─── PROVIDED PASSAGE

Belgian singer and presenter

Hilde Rens (3 March 1972 – 25 June 2009), better known by her stage name Yasmine, was a Belgian singer, presenter and television personality.

==Career==

===Music===
Rens became known as a singer during the 1980s. At the age of 17, Yasmine made her television debut in 1989 as a contestant on a Flemish television talent show, performing a rendition of "Don't Cry for Me Argentina" as Julie Covington.

Two years later, she earned a record deal, releasing her first single, "Wie Denk Jij Wel Dat Je Bent" and her first album, Mooi zo in the same year. She went on to record another five mainstream pop albums before releasing Vandaag (Het morgen van gisteren) in 2004, a critically lauded CD of Leonard Cohen songs translated into Dutch.

Her last album, Licht Ontvlambaar, was released in 2006.

===Broadcasting===
Up until her death, Yasmine was a regular on the VRT's main television station, één, where she was an in-vision continuity announcer and a presenter for various entertainment shows including De Rode Loper, Memento and Zo is er maar één.

──────

#### REQUIRED TASKS
(a) Retype the part of the Yasmine biography between "Hilde Rens (3" and "translated into Dutch.", inclusive.
(b) Continue the Yasmine biography from where it stops.

─── EXTRACTED RECORDS

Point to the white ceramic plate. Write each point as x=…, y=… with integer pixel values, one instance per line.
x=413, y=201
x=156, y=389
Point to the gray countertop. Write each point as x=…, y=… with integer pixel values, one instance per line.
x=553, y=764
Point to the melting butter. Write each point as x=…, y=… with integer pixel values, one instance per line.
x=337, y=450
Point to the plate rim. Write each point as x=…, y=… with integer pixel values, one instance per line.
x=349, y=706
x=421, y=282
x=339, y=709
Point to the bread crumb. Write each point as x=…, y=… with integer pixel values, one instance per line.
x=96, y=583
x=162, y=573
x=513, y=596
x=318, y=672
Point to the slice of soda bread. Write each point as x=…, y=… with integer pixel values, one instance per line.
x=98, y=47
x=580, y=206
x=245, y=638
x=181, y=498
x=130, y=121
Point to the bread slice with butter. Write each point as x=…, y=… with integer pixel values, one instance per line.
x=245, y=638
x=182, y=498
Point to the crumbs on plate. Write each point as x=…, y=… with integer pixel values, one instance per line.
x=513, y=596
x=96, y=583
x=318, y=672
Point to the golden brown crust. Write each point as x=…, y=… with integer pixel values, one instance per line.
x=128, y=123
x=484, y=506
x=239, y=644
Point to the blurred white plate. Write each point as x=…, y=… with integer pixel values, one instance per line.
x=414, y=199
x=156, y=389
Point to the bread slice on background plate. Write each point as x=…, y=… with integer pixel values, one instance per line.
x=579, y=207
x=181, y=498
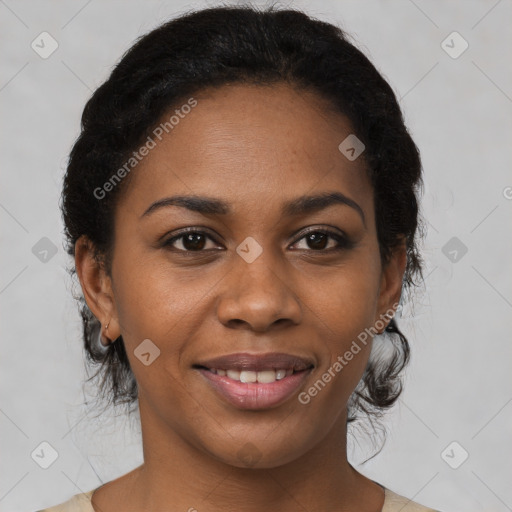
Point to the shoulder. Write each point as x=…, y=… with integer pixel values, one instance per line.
x=78, y=503
x=395, y=503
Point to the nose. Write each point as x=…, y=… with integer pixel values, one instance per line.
x=258, y=296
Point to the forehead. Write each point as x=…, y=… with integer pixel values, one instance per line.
x=252, y=145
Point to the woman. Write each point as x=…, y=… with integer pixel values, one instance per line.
x=241, y=206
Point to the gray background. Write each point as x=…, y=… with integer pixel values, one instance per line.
x=459, y=112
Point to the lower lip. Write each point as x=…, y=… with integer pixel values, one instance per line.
x=253, y=395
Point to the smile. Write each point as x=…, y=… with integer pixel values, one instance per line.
x=255, y=382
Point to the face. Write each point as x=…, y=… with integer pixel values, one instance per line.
x=276, y=285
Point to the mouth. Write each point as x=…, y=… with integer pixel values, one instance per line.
x=252, y=381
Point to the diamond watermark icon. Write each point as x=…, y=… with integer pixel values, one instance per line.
x=44, y=45
x=249, y=249
x=351, y=147
x=146, y=352
x=454, y=455
x=454, y=45
x=44, y=455
x=44, y=249
x=454, y=249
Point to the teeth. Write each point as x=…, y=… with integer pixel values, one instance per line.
x=233, y=374
x=280, y=374
x=263, y=377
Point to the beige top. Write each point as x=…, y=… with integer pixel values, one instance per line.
x=392, y=503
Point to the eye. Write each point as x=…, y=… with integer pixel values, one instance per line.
x=190, y=241
x=317, y=240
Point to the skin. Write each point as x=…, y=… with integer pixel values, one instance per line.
x=254, y=147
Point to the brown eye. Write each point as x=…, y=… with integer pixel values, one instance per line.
x=190, y=241
x=318, y=241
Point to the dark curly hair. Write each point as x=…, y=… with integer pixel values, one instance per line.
x=225, y=45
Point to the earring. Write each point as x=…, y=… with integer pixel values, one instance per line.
x=102, y=344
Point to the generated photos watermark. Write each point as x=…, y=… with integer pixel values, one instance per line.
x=144, y=150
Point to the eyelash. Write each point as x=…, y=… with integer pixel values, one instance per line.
x=344, y=242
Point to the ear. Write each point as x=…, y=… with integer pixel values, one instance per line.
x=391, y=282
x=96, y=287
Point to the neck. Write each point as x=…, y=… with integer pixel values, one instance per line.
x=174, y=472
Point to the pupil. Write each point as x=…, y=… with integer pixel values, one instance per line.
x=193, y=241
x=317, y=240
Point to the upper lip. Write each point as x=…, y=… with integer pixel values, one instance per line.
x=258, y=362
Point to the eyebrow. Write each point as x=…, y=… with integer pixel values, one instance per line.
x=299, y=206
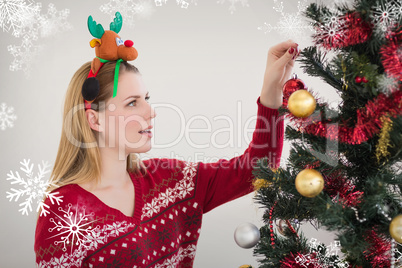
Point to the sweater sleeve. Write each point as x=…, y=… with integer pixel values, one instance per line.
x=226, y=180
x=59, y=234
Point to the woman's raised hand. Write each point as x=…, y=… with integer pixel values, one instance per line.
x=279, y=66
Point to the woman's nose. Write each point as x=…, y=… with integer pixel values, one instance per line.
x=128, y=43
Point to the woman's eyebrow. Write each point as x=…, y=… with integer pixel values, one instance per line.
x=135, y=96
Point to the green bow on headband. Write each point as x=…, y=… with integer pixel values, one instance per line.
x=116, y=74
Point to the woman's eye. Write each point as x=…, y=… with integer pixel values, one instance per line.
x=134, y=101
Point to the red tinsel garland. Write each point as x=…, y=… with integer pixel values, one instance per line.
x=368, y=120
x=379, y=252
x=349, y=30
x=337, y=185
x=391, y=56
x=299, y=260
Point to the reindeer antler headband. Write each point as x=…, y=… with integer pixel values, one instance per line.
x=108, y=47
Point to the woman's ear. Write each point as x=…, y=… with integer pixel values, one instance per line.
x=93, y=120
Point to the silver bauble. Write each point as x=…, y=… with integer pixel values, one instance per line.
x=247, y=235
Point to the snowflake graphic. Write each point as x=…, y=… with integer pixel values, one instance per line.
x=33, y=187
x=232, y=7
x=290, y=25
x=6, y=116
x=127, y=8
x=385, y=15
x=15, y=14
x=73, y=227
x=28, y=30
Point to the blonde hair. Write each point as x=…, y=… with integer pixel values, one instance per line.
x=75, y=161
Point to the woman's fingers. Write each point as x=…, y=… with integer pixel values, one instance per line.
x=286, y=58
x=283, y=47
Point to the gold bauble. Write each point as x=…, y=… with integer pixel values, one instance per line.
x=309, y=182
x=395, y=228
x=301, y=103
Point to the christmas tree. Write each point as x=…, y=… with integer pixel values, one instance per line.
x=344, y=169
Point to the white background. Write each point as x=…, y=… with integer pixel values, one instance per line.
x=203, y=60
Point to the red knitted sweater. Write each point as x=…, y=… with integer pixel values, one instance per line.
x=169, y=204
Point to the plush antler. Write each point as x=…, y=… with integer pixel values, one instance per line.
x=95, y=29
x=115, y=26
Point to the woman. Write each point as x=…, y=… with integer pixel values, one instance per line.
x=123, y=212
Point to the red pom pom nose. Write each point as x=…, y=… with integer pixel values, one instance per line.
x=128, y=43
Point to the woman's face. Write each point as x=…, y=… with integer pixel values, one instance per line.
x=126, y=115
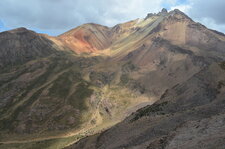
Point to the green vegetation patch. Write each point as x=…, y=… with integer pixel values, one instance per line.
x=155, y=108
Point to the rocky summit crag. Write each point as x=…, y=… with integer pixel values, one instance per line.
x=154, y=83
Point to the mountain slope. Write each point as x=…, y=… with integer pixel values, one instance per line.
x=188, y=71
x=92, y=77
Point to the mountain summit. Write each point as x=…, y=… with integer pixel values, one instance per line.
x=156, y=82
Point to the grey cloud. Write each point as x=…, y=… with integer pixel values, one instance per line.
x=214, y=9
x=57, y=16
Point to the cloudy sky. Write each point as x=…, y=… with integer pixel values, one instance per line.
x=57, y=16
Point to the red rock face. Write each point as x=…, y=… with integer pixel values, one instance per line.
x=87, y=38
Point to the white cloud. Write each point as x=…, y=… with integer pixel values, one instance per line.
x=58, y=16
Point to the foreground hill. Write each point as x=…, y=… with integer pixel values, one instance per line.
x=56, y=90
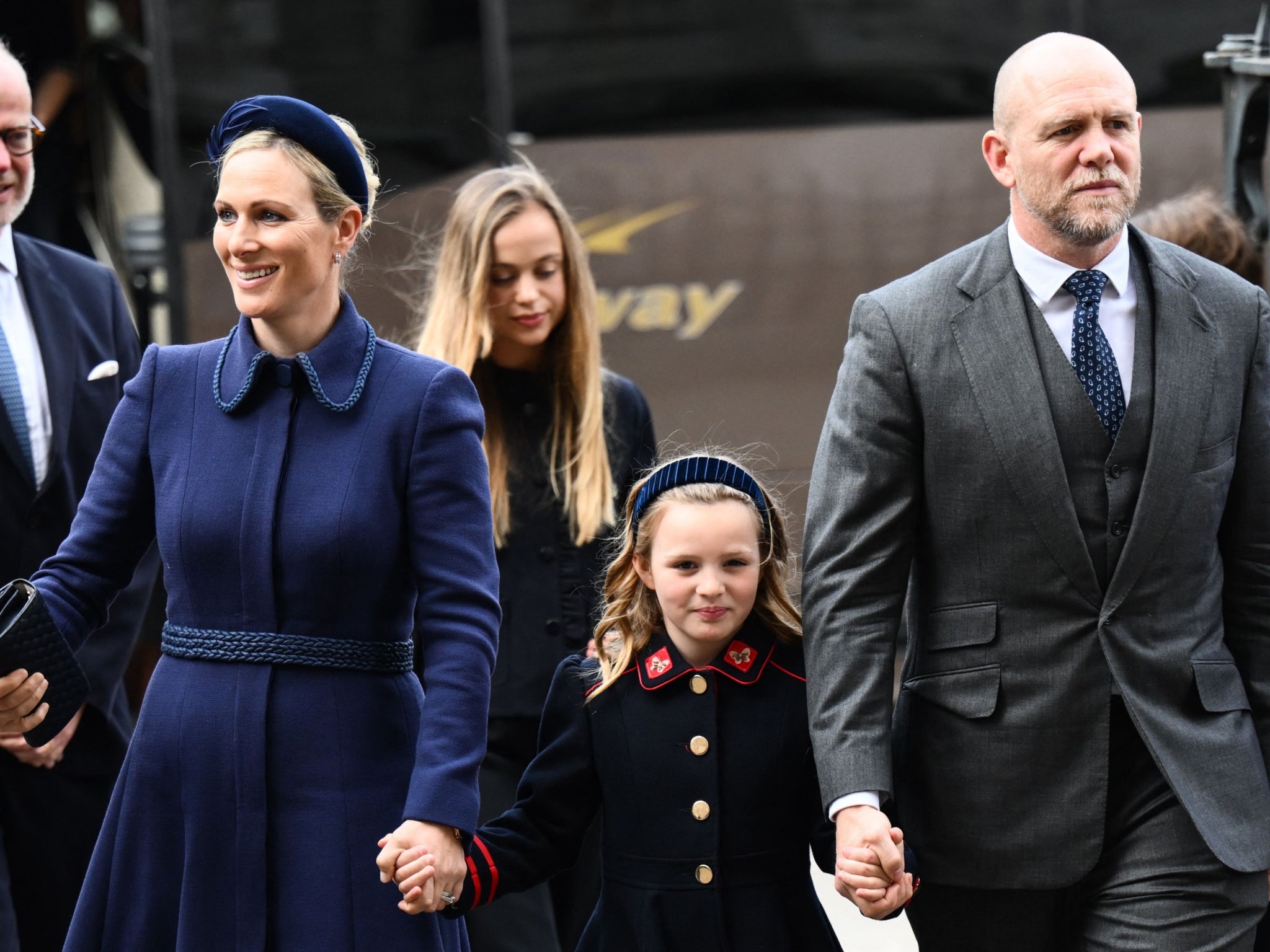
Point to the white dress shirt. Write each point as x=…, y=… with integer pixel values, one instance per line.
x=1043, y=277
x=1118, y=312
x=19, y=333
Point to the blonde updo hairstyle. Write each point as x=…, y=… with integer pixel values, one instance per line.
x=328, y=196
x=631, y=610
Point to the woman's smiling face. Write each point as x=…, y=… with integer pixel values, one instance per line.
x=526, y=287
x=277, y=252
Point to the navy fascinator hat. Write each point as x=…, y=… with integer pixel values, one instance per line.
x=303, y=123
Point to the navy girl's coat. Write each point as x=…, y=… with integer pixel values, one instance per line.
x=710, y=801
x=253, y=795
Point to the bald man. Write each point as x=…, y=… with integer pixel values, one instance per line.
x=1055, y=441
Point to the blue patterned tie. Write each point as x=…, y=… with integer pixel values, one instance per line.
x=11, y=395
x=1091, y=355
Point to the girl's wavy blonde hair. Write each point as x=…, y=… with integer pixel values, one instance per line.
x=458, y=330
x=631, y=610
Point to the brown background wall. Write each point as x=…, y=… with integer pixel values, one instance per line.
x=778, y=231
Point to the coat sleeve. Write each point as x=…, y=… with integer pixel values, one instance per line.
x=822, y=834
x=1245, y=537
x=451, y=537
x=115, y=522
x=556, y=804
x=106, y=655
x=861, y=521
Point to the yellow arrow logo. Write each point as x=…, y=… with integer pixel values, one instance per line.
x=610, y=234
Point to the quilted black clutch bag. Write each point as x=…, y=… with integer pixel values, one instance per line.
x=30, y=640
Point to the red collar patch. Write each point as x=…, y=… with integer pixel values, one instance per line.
x=658, y=663
x=739, y=655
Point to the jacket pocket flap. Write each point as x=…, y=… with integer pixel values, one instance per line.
x=1221, y=689
x=970, y=692
x=961, y=626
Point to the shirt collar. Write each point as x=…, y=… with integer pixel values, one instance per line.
x=744, y=660
x=1044, y=276
x=337, y=361
x=8, y=257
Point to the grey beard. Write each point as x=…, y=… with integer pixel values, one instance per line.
x=20, y=205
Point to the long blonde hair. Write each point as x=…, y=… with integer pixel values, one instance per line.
x=631, y=610
x=458, y=330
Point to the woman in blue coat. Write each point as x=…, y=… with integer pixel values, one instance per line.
x=316, y=494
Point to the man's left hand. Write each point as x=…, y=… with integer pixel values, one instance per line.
x=50, y=754
x=448, y=863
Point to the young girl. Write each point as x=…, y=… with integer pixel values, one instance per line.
x=513, y=305
x=690, y=729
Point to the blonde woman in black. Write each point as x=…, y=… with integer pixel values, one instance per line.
x=513, y=304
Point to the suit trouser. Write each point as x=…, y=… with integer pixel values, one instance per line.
x=1157, y=886
x=550, y=917
x=50, y=821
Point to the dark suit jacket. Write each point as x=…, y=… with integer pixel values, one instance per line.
x=549, y=586
x=81, y=322
x=939, y=472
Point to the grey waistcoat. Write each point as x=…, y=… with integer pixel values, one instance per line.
x=1104, y=479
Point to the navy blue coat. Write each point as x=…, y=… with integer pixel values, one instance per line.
x=710, y=800
x=253, y=795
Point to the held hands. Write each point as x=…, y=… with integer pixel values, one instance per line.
x=20, y=706
x=870, y=868
x=425, y=860
x=50, y=754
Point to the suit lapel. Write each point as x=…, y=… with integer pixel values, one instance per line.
x=51, y=312
x=9, y=444
x=996, y=347
x=1183, y=389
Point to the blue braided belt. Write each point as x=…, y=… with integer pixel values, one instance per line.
x=271, y=648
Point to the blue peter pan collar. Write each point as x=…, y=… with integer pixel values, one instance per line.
x=338, y=366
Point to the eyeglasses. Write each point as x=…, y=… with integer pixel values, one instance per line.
x=24, y=139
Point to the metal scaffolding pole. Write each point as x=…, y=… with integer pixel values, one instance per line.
x=163, y=111
x=497, y=56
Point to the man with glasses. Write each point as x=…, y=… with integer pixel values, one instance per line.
x=66, y=348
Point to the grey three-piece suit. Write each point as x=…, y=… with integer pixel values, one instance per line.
x=1046, y=569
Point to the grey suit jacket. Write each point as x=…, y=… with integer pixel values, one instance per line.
x=939, y=474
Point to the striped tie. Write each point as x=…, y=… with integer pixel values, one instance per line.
x=11, y=395
x=1091, y=355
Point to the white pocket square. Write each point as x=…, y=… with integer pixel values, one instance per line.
x=107, y=368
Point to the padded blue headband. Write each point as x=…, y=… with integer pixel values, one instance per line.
x=303, y=123
x=699, y=469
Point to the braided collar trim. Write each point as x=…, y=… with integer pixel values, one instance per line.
x=334, y=355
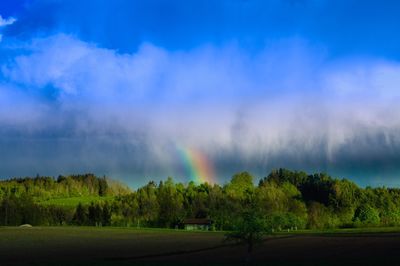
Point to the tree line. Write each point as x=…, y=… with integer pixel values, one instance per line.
x=283, y=200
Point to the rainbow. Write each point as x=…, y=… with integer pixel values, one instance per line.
x=197, y=166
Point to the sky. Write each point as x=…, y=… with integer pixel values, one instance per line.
x=142, y=90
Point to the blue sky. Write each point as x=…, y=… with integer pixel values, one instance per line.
x=114, y=87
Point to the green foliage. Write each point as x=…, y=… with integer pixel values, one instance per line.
x=366, y=215
x=284, y=199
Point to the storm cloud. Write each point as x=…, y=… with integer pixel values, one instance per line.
x=68, y=105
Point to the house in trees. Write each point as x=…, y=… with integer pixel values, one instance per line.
x=197, y=224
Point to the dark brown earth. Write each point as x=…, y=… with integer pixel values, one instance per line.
x=129, y=247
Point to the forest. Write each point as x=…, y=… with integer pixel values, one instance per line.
x=283, y=200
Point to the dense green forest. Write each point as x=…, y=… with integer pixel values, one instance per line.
x=284, y=200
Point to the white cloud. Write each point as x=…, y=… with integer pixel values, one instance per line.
x=6, y=21
x=285, y=101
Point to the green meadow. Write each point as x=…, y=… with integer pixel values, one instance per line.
x=131, y=246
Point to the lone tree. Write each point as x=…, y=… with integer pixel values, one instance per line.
x=250, y=226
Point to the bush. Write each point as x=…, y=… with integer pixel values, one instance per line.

──────

#### RESPONSES TO THE TASKS
(a)
Hilde Rens (3 March 1972 – 25 June 2009), better known by her stage name Yasmine, was a Belgian singer, presenter and television personality.

==Career==

===Music===
Rens became known as a singer during the 1980s. At the age of 17, Yasmine made her television debut in 1989 as a contestant on a Flemish television talent show, performing a rendition of "Don't Cry for Me Argentina" as Julie Covington.

Two years later, she earned a record deal, releasing her first single, "Wie Denk Jij Wel Dat Je Bent" and her first album, Mooi zo in the same year. She went on to record another five mainstream pop albums before releasing Vandaag (Het morgen van gisteren) in 2004, a critically lauded CD of Leonard Cohen songs translated into Dutch.

(b)
Prior to joining the VRT, she presented music programmes and was part of the promotion team for commercial station VTM during the 1990s and was one of the launch VJs for TMF Flanders. She was also a presenter for two VRT radio stations - Studio Brussel and the now-defunct pop station Donna.

==Personal life and death==
Rens came out as a lesbian in 1996, becoming an established LGBT icon for Flemish and Dutch youth.

Yasmine further positioned herself as a leading LGBT icon by marrying television personality Marianne Dupon (winner of the reality TV show De Mol) in 2003, following a 2-year relationship. On 9 March 2007, Dupon gave birth to a daughter named Ella-Louise.

The couple divorced in April 2009. On 25 June 2009, Yasmine's body was found near her sister's home in Kontich where she had hanged herself from a tree - her suicide reportedly followed a severe depression allegedly inflicted by her split with Dupon.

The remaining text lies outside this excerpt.